Era aquí la piedra la materia más ausente y fue oportuna la caída de un inmenso aerolito para construir la ciudad. De él se hicieron las murallas, los templos, las torres y las casa. Dicen por eso que la ciudad es un regalo del cielo, que los primeros habitantes eran semidioses capaces de moldear las materias divinas y que en Mogador estaba la única escalera -la espiral de luz- que unía el cielo con la tierra. Pero no alcanzó para dar fuerza a las calles. Eran corredores de polvo y sal mojadas que impedían el pasaje deslizado. Para aquietar su aliento turbio hubo que traer del desierto a los animales viejos, a los caracoles y otras bestias antes submarinas, endurecidas por los milenios, resecas desde que el mar abandonó su arena. Nunca se pensó que esos fósiles fueran solamente piedras. Si las otras rocas de la ciudad participaban de las cualidades del cielo, con más razón estos animales que a pesar de su quietismo vivían seguramente una vida paralela, invisible como los nuestros que, inexpertos, se detienen en la orilla de la piedra. Los fósiles fueron puestos en las calles por los primeros habitantes de Mogador como quien da habitación a sus nuevos animales.
IX
Más allá de la orilla.

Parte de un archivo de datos
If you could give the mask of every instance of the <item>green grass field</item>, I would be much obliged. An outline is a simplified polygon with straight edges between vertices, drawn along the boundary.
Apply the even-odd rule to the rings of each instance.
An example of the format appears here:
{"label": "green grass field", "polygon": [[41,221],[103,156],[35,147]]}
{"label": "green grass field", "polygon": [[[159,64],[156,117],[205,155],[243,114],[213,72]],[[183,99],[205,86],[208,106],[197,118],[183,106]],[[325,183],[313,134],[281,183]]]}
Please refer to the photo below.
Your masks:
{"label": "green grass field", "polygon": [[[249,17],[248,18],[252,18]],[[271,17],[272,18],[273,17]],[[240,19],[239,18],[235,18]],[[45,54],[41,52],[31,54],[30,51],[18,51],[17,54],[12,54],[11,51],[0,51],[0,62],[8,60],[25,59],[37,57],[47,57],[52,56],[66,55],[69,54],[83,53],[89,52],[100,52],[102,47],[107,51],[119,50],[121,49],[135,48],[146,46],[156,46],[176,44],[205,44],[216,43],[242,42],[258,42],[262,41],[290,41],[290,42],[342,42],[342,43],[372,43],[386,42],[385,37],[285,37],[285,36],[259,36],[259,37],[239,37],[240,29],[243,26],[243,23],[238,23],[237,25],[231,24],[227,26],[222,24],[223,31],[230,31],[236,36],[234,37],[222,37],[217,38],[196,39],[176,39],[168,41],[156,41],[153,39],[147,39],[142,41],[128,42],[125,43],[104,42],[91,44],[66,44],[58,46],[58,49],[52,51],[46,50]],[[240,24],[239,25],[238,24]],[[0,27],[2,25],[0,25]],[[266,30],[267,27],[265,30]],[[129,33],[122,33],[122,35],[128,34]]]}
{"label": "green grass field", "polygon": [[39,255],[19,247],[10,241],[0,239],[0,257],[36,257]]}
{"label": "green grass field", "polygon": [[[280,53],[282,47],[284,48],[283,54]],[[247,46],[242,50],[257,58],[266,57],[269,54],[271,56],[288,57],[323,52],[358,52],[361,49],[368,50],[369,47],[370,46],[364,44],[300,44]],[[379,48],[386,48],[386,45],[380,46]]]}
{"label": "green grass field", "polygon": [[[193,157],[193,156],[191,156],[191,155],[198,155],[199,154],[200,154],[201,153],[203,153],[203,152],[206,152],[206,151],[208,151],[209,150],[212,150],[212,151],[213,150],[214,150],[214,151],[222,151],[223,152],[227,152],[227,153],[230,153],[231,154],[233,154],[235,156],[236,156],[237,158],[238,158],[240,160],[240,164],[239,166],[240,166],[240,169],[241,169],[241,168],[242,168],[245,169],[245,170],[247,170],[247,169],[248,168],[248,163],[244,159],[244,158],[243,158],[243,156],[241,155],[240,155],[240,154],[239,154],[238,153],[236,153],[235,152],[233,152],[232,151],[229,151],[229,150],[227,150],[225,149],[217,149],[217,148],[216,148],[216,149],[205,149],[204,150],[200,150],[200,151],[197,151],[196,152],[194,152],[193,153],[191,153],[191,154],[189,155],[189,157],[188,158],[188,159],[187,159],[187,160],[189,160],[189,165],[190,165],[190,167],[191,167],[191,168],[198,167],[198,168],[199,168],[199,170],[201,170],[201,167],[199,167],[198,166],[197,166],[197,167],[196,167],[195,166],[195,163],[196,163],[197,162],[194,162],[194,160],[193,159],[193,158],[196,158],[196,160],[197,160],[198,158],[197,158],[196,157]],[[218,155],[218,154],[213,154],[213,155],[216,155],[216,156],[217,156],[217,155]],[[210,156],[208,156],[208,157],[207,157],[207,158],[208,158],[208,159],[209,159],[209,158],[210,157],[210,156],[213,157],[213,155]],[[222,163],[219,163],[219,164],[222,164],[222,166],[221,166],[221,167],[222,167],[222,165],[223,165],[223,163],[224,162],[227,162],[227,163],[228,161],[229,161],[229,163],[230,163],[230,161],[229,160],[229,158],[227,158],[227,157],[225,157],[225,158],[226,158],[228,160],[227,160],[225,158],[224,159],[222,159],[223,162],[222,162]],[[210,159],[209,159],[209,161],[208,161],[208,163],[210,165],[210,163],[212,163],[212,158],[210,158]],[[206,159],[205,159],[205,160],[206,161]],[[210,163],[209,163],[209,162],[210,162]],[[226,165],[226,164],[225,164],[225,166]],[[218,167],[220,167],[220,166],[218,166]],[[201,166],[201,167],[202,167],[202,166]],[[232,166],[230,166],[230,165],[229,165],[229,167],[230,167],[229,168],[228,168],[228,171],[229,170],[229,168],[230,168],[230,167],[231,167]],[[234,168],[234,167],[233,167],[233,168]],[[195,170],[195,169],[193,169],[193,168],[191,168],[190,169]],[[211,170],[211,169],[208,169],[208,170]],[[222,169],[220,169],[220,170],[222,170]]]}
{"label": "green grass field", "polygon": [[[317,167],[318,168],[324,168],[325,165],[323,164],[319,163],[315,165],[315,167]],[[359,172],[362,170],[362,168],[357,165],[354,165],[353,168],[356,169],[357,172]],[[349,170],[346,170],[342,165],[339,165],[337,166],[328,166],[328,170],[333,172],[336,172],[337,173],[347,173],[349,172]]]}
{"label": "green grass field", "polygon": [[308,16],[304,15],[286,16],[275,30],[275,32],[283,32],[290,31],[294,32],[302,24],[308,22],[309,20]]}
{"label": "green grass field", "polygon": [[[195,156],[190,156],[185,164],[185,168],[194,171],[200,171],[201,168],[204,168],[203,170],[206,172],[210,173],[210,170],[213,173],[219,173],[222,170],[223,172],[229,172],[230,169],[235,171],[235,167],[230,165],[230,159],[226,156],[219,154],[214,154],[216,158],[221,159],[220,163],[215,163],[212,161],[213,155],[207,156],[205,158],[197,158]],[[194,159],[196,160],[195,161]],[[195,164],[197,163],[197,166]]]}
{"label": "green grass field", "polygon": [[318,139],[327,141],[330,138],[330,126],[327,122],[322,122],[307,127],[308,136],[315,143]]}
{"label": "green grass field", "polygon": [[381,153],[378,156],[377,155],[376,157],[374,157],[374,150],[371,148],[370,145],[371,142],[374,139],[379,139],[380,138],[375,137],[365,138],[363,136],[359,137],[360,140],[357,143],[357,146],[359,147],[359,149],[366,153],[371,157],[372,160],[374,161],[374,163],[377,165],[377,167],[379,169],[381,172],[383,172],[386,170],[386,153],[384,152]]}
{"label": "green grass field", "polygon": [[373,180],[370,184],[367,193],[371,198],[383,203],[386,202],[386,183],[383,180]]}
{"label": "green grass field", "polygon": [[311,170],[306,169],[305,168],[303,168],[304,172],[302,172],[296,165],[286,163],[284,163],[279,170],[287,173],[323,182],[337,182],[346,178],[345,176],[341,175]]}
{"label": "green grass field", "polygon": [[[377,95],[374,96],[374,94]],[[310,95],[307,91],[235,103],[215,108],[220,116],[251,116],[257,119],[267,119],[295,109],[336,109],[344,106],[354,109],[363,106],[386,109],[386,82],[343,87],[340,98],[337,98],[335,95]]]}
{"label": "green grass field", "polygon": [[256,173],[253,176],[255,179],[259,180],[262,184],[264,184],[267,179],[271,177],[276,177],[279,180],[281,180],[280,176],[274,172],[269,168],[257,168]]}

#### Lista de tareas:
1) Por favor, convierte en una lista breve el párrafo del fragmento que comienza con «Era aquí la piedra», sin perder sus datos principales.
2) Extrae de las entradas cada línea en la que aparezca la palabra «instance».

#### Soluciones por tarea:
1)
- En Mogador casi no había piedra, y la ciudad se construyó con un inmenso aerolito caído: de él salieron las murallas, los templos, las torres y las casas.
- Por eso se dice que la ciudad es un regalo del cielo y que sus primeros habitantes eran semidioses capaces de moldear las materias divinas. También se dice que allí estaba la única escalera, la espiral de luz, que unía el cielo con la tierra.
- El aerolito no alcanzó para las calles, que eran corredores de polvo y sal mojadas.
- Para afirmarlas se trajeron del desierto animales viejos: caracoles y otras bestias antes submarinas, endurecidas por los milenios.
- Nunca se pensó que esos fósiles fueran solo piedras, sino que vivían una vida paralela e invisible.
- Los primeros habitantes los pusieron en las calles como quien da habitación a sus nuevos animales.

2)
If you could give the mask of every instance of the <item>green grass field</item>, I would be much obliged. An outline is a simplified polygon with straight edges between vertices, drawn along the boundary.
Apply the even-odd rule to the rings of each instance.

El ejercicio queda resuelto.